··· Data for this task
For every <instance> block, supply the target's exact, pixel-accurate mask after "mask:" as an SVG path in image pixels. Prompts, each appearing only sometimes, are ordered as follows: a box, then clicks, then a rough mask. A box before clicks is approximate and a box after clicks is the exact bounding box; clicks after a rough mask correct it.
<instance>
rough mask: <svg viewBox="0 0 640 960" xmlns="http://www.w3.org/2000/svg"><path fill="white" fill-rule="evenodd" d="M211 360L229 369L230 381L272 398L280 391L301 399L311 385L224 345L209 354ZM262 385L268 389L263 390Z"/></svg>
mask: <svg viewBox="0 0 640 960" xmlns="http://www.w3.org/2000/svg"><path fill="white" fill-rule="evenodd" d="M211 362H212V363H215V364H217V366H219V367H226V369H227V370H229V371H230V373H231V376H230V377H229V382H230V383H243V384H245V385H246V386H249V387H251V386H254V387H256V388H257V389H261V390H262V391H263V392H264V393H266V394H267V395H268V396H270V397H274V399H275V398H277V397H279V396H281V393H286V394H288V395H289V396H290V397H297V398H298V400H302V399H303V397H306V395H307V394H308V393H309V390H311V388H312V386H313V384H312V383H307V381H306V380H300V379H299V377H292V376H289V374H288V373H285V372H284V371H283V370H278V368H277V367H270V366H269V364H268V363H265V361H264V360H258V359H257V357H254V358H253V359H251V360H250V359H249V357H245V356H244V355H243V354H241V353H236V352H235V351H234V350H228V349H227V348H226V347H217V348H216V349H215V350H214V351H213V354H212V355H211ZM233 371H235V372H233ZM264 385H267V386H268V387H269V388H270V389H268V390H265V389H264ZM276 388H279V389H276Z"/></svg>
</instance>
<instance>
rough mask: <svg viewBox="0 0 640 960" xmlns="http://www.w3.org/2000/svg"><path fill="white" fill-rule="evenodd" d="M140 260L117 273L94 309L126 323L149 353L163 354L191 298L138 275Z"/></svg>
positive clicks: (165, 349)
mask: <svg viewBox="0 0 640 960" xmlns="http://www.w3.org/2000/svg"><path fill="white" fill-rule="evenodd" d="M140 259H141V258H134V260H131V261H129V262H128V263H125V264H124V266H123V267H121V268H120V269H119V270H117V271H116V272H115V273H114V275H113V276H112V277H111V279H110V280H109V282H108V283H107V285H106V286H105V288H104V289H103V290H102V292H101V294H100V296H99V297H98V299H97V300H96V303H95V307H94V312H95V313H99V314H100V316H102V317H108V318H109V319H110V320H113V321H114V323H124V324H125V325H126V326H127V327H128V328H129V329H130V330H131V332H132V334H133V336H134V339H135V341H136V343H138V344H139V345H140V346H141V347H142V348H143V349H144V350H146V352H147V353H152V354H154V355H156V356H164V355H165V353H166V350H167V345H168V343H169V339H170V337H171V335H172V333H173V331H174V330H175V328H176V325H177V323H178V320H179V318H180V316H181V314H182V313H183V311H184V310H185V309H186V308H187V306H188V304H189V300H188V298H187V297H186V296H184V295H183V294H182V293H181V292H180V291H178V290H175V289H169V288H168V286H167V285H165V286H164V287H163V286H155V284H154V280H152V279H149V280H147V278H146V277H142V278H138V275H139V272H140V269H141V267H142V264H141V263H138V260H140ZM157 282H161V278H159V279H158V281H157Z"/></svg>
······
Aim of the task: Turn every line of the items above into a JSON list of strings, one string per line, and leave out any blank lines.

Exercise result:
[
  "For every <instance> block, supply the target's exact, pixel-accurate mask after \"mask:\" as an SVG path in image pixels. Prompts, each appearing only sometimes, are ordered as follows: a box, then clicks, then a rough mask. A box before clicks is approximate and a box after clicks is the exact bounding box; clicks after a rough mask correct it.",
  "<instance>",
  "rough mask: <svg viewBox=\"0 0 640 960\" xmlns=\"http://www.w3.org/2000/svg\"><path fill=\"white\" fill-rule=\"evenodd\" d=\"M211 360L229 369L230 381L272 398L280 391L301 399L311 385L224 345L209 354ZM262 385L268 389L263 390Z\"/></svg>",
  "mask: <svg viewBox=\"0 0 640 960\" xmlns=\"http://www.w3.org/2000/svg\"><path fill=\"white\" fill-rule=\"evenodd\" d=\"M211 362H212V363H215V364H217V366H219V367H226V369H227V370H229V371H230V373H231V376H230V377H229V382H230V383H243V384H245V385H246V386H249V387H251V386H254V387H256V388H257V389H261V390H262V391H263V392H264V393H266V394H267V395H268V396H270V397H274V399H275V398H277V397H279V396H281V393H286V394H288V395H289V396H290V397H297V398H298V400H302V399H303V397H306V395H307V394H308V393H309V390H311V388H312V386H313V384H312V383H307V381H306V380H300V379H299V377H292V376H289V374H288V373H285V372H284V371H283V370H278V368H277V367H270V366H269V364H268V363H265V361H264V360H258V359H257V357H254V358H253V359H251V360H250V359H249V357H245V356H244V355H243V354H241V353H236V352H235V351H234V350H228V349H227V348H226V347H217V348H216V349H215V350H214V351H213V354H212V355H211ZM233 371H235V372H233ZM264 385H267V386H268V387H269V388H270V389H268V390H265V389H264ZM276 388H279V389H276Z\"/></svg>",
  "</instance>",
  "<instance>",
  "rough mask: <svg viewBox=\"0 0 640 960\" xmlns=\"http://www.w3.org/2000/svg\"><path fill=\"white\" fill-rule=\"evenodd\" d=\"M140 260L117 273L94 309L126 323L149 353L163 354L191 298L138 275Z\"/></svg>",
  "positive clicks: (165, 349)",
  "mask: <svg viewBox=\"0 0 640 960\" xmlns=\"http://www.w3.org/2000/svg\"><path fill=\"white\" fill-rule=\"evenodd\" d=\"M140 259H141V258H134V260H131V261H129V262H128V263H125V264H124V266H123V267H121V268H120V269H119V270H117V271H116V272H115V273H114V275H113V276H112V277H111V279H110V280H109V282H108V283H107V285H106V286H105V288H104V289H103V290H102V292H101V294H100V296H99V297H98V299H97V300H96V303H95V307H94V312H95V313H99V314H100V316H102V317H108V318H109V319H110V320H113V321H114V323H124V324H125V325H126V326H127V327H128V328H129V329H130V330H131V332H132V334H133V336H134V339H135V341H136V343H138V344H139V345H140V346H141V347H142V348H143V349H144V350H146V352H147V353H152V354H154V355H156V356H164V355H165V353H166V350H167V345H168V343H169V339H170V337H171V335H172V333H173V331H174V330H175V328H176V325H177V323H178V320H179V318H180V316H181V314H182V313H183V311H184V310H185V309H186V308H187V306H188V304H189V300H188V298H187V297H186V296H184V295H183V294H182V293H181V292H180V291H178V290H175V289H169V288H168V286H167V285H165V286H164V287H163V286H155V284H154V280H152V279H149V280H147V278H146V277H142V278H138V275H139V272H140V269H141V267H142V264H141V263H138V260H140ZM157 282H161V278H159V279H158V281H157Z\"/></svg>"
]